TO BE DONE:
Copy out every sentence in the hashing thread below that ends with a question mark, in the order they appear.
== PASSAGE ==
Ideal hashing method for wide distribution of values?

As part of my rhythm game that I'm working, I'm allowing users to create and upload custom songs and notecharts. I'm thinking of hashing the song and notecharts to uniquely identify them. Of course, I'd like as few collisions as possible, however, cryptographic strength isn't of much importance here as a wide uniform range. In addition, since I'd be performing the hashes rarely, computational efficiency isn't too big of an issue.
Is this as easy as selecting a tried-and-true hashing algorithm with the largest digest size? Or are there some intricacies that I should be aware of? I'm looking at either SHA-256 or 512, currently.
All cryptographic-strength algorithm should exhibit no collision at all. Of course, collisions necessarily exist (there are more possible inputs than possible outputs) but it should be impossible, using existing computing technology, to actually find one.
When the hash function has an output of n bits, it is possible to find a collision with work about 2n/2, so in practice a hash function with less than about 140 bits of output cannot be cryptographically strong. Moreover, some hash functions have weaknesses that allow attackers to find collisions faster than that; such functions are said to be "broken". A prime example is MD5.
===
== SUPPLIED INFORMATION ==
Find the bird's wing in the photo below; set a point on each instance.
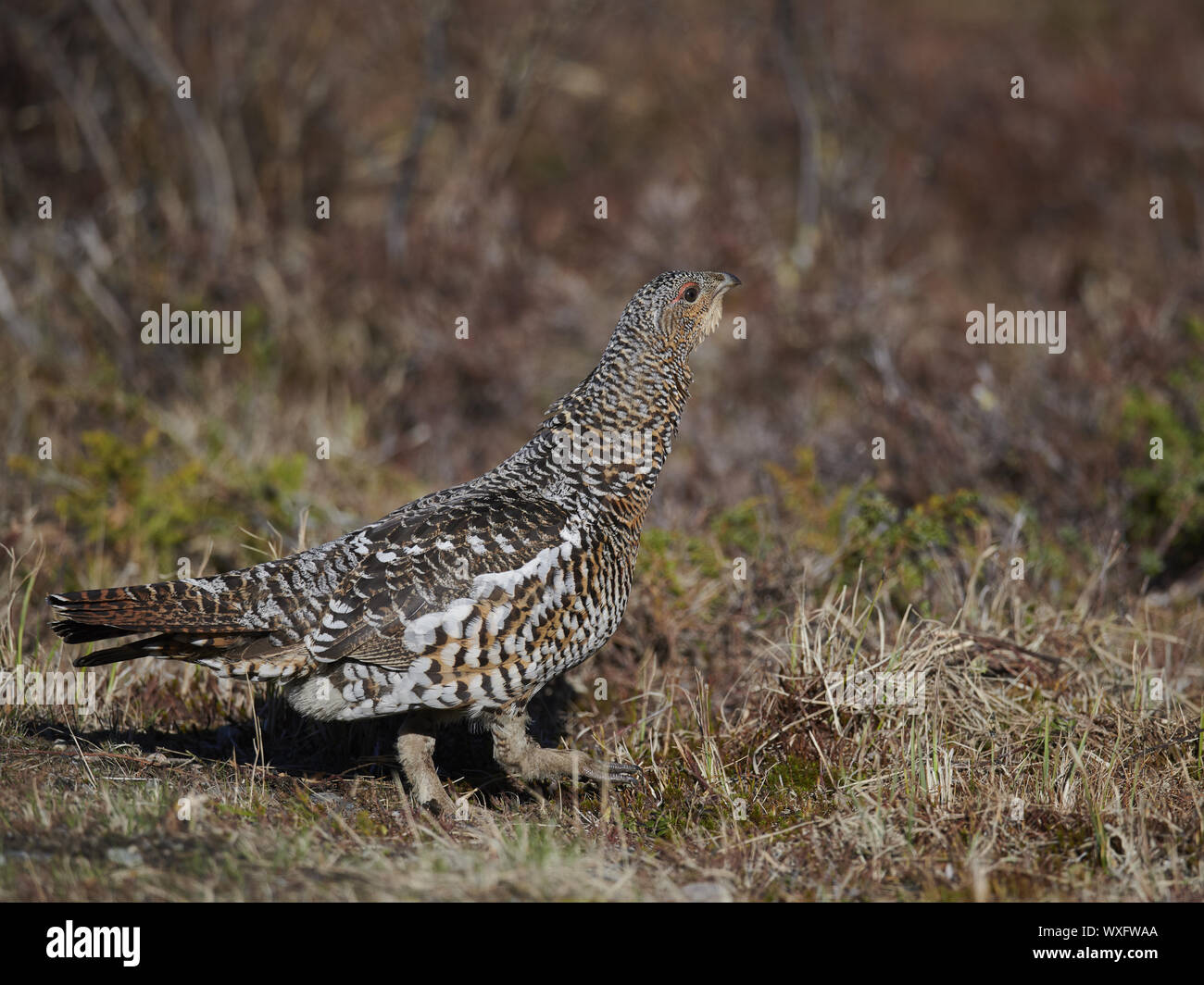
===
SOLUTION TO THE EXERCISE:
1. Ideal hashing method for wide distribution of values?
2. Is this as easy as selecting a tried-and-true hashing algorithm with the largest digest size?
3. Or are there some intricacies that I should be aware of?